DATASET CONTENT =
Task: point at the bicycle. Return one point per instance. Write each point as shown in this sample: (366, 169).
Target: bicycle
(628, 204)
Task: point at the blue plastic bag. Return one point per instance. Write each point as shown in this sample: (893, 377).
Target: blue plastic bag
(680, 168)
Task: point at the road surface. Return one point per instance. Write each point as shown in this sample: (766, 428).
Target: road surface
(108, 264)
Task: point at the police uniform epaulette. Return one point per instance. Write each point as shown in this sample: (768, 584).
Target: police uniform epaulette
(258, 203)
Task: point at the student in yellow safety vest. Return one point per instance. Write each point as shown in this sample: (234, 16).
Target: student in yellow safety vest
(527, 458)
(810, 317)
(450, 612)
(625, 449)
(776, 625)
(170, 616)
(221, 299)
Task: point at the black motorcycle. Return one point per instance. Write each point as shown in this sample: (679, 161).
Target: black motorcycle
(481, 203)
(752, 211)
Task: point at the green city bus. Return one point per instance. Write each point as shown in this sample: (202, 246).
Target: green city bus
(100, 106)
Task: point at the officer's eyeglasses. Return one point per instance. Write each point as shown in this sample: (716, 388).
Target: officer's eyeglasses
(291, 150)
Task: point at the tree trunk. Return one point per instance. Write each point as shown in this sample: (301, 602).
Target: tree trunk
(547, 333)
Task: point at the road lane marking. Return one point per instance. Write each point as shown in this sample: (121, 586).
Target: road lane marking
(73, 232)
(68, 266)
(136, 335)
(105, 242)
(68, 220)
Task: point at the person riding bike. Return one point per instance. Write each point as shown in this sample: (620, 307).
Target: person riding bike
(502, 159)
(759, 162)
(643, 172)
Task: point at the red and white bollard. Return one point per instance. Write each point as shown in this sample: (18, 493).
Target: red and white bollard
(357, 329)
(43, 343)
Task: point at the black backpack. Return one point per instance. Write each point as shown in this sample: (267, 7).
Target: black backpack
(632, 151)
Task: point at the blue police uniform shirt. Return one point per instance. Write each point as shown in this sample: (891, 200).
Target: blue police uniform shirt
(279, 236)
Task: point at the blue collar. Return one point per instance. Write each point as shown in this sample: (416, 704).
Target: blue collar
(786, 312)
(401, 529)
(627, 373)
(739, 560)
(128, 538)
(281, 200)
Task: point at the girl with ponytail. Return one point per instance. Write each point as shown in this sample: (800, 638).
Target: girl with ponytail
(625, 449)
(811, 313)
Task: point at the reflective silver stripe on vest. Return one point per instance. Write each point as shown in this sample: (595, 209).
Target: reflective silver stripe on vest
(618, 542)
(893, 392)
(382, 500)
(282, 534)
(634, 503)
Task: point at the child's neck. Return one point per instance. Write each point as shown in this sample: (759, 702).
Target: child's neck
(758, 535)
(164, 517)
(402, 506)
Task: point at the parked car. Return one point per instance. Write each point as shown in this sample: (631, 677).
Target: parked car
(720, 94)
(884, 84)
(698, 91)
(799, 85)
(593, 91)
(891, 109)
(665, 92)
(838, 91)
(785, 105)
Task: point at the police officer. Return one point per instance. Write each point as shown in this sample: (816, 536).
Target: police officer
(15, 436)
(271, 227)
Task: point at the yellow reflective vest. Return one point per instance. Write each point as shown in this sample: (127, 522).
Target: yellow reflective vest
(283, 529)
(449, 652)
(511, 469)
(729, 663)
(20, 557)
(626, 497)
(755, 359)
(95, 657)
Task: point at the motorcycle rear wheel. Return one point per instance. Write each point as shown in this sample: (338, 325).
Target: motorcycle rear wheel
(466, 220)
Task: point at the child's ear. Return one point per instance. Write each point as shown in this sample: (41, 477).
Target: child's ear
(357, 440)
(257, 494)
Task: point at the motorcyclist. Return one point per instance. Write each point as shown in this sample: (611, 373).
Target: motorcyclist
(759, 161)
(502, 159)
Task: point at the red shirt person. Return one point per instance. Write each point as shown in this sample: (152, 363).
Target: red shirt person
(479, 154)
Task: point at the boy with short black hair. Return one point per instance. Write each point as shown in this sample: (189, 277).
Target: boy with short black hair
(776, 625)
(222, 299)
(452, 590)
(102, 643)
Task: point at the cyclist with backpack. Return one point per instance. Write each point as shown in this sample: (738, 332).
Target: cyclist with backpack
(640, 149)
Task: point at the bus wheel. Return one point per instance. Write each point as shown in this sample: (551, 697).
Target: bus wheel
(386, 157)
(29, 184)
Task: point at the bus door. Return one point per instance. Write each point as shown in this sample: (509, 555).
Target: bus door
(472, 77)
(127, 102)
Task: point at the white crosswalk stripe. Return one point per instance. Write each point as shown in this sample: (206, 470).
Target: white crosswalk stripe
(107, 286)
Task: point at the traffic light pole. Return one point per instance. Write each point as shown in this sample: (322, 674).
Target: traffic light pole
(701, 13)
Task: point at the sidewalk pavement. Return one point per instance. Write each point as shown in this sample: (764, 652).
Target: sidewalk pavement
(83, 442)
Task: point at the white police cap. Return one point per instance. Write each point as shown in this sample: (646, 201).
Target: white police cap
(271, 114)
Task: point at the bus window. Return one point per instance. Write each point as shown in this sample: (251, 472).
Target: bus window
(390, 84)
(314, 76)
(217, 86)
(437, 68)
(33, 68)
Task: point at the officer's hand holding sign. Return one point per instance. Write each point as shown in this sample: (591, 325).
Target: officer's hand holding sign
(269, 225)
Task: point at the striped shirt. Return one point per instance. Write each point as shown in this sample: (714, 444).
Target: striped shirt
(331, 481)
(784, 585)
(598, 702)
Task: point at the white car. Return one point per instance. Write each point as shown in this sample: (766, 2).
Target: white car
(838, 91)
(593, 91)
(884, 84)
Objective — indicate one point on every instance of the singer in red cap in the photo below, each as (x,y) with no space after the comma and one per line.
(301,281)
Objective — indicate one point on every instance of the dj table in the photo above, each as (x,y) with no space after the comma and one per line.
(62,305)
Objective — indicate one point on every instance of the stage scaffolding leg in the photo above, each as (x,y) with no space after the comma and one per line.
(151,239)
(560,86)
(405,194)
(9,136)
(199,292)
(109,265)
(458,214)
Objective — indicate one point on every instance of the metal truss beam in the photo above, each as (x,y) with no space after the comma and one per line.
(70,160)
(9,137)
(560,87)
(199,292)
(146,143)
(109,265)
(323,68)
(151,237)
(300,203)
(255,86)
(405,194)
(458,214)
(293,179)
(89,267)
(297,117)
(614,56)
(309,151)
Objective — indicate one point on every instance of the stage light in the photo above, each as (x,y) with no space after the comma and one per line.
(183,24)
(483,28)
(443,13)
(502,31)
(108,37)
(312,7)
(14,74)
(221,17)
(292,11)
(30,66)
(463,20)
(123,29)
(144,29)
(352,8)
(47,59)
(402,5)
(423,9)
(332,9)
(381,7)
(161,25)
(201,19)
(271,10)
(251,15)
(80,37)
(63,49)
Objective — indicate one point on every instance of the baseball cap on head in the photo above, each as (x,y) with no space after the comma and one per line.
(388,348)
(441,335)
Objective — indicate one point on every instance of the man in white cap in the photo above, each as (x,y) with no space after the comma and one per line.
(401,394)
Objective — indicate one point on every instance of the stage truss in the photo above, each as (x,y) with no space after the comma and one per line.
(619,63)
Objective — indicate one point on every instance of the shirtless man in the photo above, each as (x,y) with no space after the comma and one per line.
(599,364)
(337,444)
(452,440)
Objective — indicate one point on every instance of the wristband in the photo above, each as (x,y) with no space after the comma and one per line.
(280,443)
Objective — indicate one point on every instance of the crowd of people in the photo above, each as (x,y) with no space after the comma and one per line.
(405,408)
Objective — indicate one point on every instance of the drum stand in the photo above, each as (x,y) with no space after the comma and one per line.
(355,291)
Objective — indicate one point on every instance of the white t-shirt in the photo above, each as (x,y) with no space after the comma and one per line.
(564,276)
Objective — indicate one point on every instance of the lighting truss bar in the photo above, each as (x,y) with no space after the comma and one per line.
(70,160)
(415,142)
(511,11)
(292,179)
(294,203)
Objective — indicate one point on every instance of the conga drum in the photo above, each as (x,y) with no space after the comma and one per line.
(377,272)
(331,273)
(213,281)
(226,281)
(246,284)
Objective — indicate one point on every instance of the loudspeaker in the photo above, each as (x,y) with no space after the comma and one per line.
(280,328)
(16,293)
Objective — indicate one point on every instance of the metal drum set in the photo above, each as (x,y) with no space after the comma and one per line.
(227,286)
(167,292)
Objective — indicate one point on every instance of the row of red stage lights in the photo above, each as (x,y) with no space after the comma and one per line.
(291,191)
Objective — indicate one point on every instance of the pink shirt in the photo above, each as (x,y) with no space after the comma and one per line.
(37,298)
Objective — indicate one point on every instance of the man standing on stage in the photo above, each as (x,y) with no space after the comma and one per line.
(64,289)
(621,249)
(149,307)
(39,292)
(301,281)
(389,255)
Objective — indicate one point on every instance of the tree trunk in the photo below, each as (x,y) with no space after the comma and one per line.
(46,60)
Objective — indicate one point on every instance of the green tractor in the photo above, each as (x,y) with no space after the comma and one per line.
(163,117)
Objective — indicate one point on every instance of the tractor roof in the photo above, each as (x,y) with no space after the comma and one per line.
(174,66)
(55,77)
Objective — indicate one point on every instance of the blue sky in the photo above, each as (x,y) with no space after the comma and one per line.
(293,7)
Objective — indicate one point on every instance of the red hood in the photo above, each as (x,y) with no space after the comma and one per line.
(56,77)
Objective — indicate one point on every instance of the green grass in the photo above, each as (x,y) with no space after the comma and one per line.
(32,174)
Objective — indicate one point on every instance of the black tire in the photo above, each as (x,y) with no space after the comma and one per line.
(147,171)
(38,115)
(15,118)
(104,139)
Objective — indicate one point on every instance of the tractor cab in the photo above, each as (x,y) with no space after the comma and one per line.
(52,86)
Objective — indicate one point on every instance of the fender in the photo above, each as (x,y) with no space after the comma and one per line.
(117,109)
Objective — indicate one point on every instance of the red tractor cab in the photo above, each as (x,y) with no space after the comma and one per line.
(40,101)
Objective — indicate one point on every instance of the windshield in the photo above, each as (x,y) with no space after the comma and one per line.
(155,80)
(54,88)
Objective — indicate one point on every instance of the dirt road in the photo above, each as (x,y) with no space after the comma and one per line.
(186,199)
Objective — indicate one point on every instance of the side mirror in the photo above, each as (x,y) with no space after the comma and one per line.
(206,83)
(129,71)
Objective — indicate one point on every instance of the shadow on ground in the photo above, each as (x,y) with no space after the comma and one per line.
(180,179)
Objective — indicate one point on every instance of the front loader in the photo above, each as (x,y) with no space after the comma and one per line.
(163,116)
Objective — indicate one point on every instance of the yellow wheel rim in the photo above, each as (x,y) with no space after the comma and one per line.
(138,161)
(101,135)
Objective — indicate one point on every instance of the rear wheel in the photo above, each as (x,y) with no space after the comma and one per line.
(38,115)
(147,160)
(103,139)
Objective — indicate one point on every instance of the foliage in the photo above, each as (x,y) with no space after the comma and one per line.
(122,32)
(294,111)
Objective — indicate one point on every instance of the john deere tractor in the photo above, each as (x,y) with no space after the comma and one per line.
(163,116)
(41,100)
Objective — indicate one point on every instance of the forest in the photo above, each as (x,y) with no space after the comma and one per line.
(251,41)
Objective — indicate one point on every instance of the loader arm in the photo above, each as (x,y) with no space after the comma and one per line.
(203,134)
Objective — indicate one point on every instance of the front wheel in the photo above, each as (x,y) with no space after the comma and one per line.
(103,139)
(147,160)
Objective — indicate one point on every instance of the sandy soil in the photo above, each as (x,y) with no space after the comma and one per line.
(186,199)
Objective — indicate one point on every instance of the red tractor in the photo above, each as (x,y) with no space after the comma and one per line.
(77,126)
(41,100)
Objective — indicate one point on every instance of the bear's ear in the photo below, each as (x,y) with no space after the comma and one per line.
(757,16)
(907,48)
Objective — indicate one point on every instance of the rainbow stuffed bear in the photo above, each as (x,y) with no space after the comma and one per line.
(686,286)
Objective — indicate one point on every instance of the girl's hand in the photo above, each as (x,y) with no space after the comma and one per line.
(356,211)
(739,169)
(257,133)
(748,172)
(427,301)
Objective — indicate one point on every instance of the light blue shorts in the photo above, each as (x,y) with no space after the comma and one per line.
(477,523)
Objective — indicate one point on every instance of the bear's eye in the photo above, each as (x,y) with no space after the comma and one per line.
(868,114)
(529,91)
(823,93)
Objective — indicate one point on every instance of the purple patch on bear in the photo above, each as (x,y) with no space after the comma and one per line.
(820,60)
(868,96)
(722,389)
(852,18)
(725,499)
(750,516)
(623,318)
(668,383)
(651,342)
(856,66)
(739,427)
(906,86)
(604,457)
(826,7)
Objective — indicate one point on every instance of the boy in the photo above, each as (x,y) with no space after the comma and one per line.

SET EXERCISE = Repeat exactly the lines above from the line that contains "Objective — indicate one point on every instance of the john" through the end. Include both of these ends; leave out everything else.

EXERCISE RESPONSE =
Objective — indicate one point on every instance of the john deere tractor in the photo above, each as (x,y) with no space after the comma and one per line.
(163,116)
(41,100)
Objective — indicate one point on every instance of the forest in the photo above, each as (x,y) with no space after the comma and one per line.
(251,41)
Objective — indicate one point on every instance of the loader arm in the photo above, each as (x,y) with no space after the comma and one per line.
(203,134)
Objective — indicate one point on every instance of the front wheel in the photo above, each as (x,y) with no space after the comma and one per line.
(103,139)
(147,160)
Objective — indicate one point on every instance of the sandy soil in the photo above, each as (x,y) with no space after the comma and one per line.
(186,199)
Objective — indicate one point on every instance of the red tractor in the photo above, each as (x,y) with no space after the comma and one per line.
(77,126)
(41,100)
Objective — indicate one point on every instance of the bear's ear in the photo below, each as (x,y) with no space after the comma and one per line.
(757,16)
(907,48)
Objective — indicate one point on every instance of the rainbow stuffed bear in the photo above, each as (x,y) with no space after the comma and one per line.
(686,286)
Objective — indicate one point on every instance of the girl's hand in the photo above, each as (x,y) with no space after the comma and one per line.
(356,211)
(739,169)
(257,133)
(748,172)
(427,301)
Objective — indicate one point on every instance of the light blue shorts in the photo above, each as (x,y) with no space after the comma and one per line.
(477,523)
Objective — indicate one point on every instance of the bear's eye in the photo above, each as (x,y) with no space after the comma and one per line.
(868,114)
(529,91)
(823,93)
Objective — indicate one point on every instance of the purple patch on bear in the photo above, each as (x,y) with no space after the comma and one per line.
(820,60)
(868,96)
(722,389)
(852,18)
(725,499)
(750,516)
(623,318)
(668,383)
(651,342)
(856,66)
(739,427)
(906,86)
(604,457)
(826,7)
Objective — indicate one point on every instance of the boy in the photo above, each as (x,y) with no space after the comma and one per line.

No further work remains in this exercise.